JIMMY HENSLEY - 10/11/1945 - is a former NASCAR driver. With a career spanning 27 seasons in all three of NASCAR's elite divisions, Hensley may be best remembered for his Rookie of the Year award won in 1992, his 15th season in the series, and for his nine career XFinity Series wins. He spent most of his career working as an oil truck driver in addition to racing. He was best known as being a substitute driver for many teams. Hensley's NASCAR Cup career began in 1972, driving for famous owner Junie Donlavey in the #90 Ford. Both of his starts that season came at Martinsville Speedway, the track being just ten miles from Hensley's hometown of Ridgeway, VA. Though an engine failure in his first start relegated Hensley to a 33rd place finish, he completed all but seven laps of the fall event, the Old Dominion 500, to finish fifth. This would end up being Hensley's best finish in his 98 career Winston Cup Series races. Hensley competed again for Donlavey in the 1973 and 1974 Virginia 500 events, coming home in seventh and sixth places, respectively. For the 1974 Old Dominion 500, Hensley drove the #02 Chevrolet owned by Russell Large, finishing 19th. Beginning in 1975, Hensley drove the #63 Chevrolet for part-time owner Billy Moyer, competing in both Martinsville races each year until 1977 and registering a top ten each season. It would be last Cup race for several years. In 1981, Hensley returned to the Cup Series, driving in the fall Martinsville event for Cecil Gordon in the #24 Buick and bringing home a seventh
place result. For the next eight seasons, Hensley competed on-and-off in the Cup Series and raced full-time in the Xfinity ranks. His first Xfinity series start would be at Martinsville; he would start 15th and finish 7th. He ran 11 events that season and had a best finish of second at Caraway Speedway in Asheboro NC. In 1983 he posted five top five finishes and finished fourth in the points. Behind the wheel of the #00 Oldsmobile in 1985, Hensley came home second in points, just 29 points behind champion Jack Ingram, after a season with three wins at Hickory, South Boston, and IRP. His first career win came at Hichory Speedway in NC; where he started fourth and led the final 30 laps to get the win. Hensley again finished second in points in 1987 driving the #5 Advance Auto Parts Buick for Sam Ard, starting and finishing first in the
season finale at Martinsville for his only win of the season. In 1990 he was once again second in the points after posting one win and nine top five finishes. His final Xfinity series win would come in 1991; a year in which he claimed three victories. At Orange County Speedway in Rougemont NC; Hensley would start second' lead 103 laps and beat out Robert Pressley by eight seconds to claim his last Xfinity Series win. Beginning in 1995, Hensley began to compete in the newly-formed Craftsman Truck Series, driving in his first two seasons for owner Grier Lackey. His first full season was in the #30 Mopar Performance Dodge Ram in
1996, where he had five top-fives and a pole position. In 1997, however, Hensley joined Petty Enterprises, piloting the #43 Cummins Dodge in the next three seasons. At age 52 in 1998, Hensley found victory lane at Nashville and finished sixth in the final points standings. The next year, he finished first at Martinsville, recording what would be the last win of his career. That year, he made his final run in the Xfinity Series, filling in for Wayne Grubb. For his career Hensley ran 146 Truck series races, winning two. He ran 255 Xfinity Series races posting nine wins; and he raced in 98 CUP races without posting a victory.

→ **RECORDED DATA**
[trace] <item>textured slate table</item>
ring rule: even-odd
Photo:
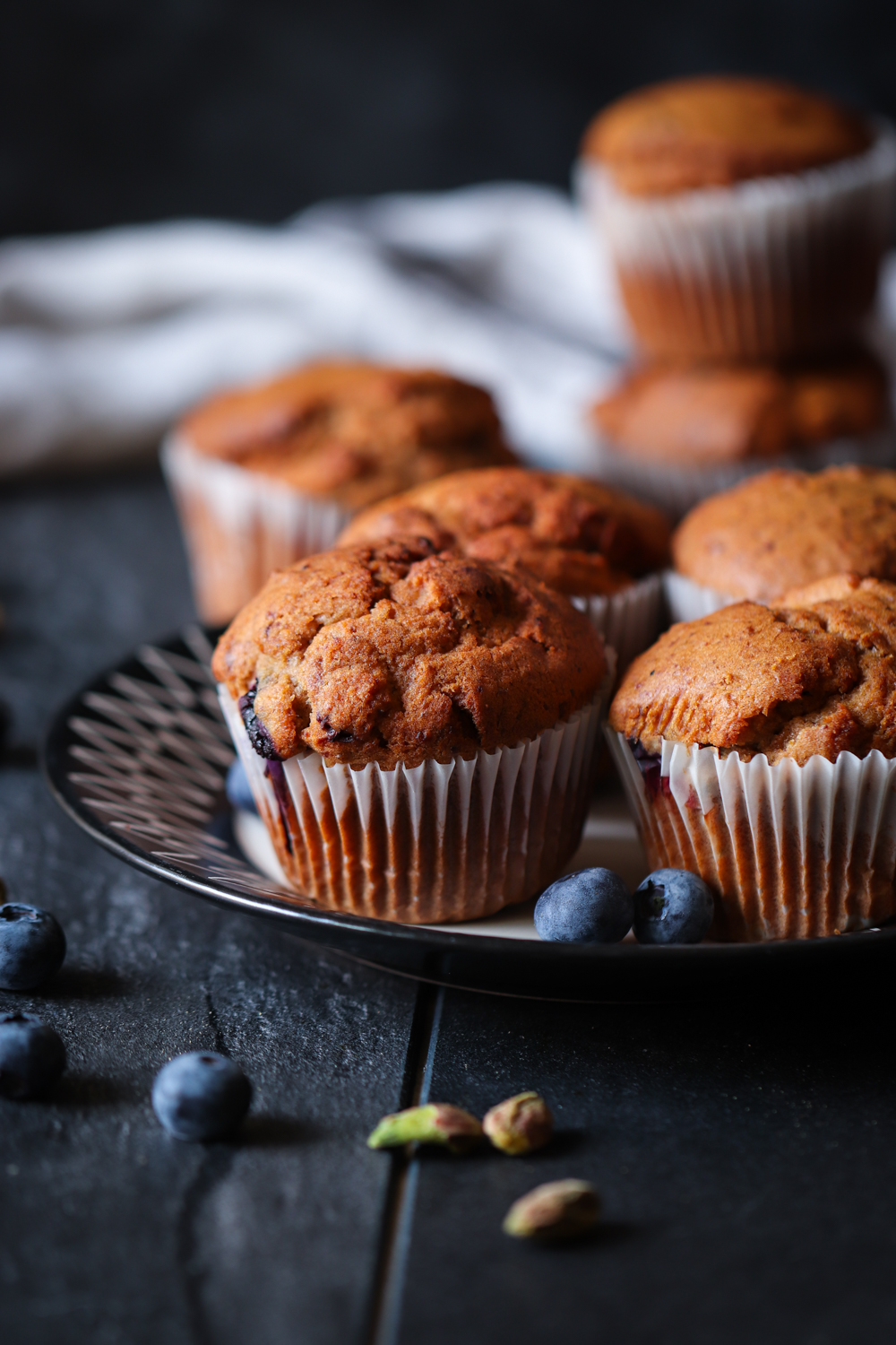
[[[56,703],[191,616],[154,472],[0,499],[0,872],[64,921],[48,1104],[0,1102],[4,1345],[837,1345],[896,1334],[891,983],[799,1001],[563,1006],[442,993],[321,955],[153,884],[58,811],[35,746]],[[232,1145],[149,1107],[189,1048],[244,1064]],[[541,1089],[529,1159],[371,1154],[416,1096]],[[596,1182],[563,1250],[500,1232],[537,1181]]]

→ **SHORT EXERCISE**
According to the Jimmy Hensley profile, which owner and car did Hensley drive for when his NASCAR Cup career began in 1972? The lines have no role in this.

→ **TASK RESULT**
Junie Donlavey, in the #90 Ford.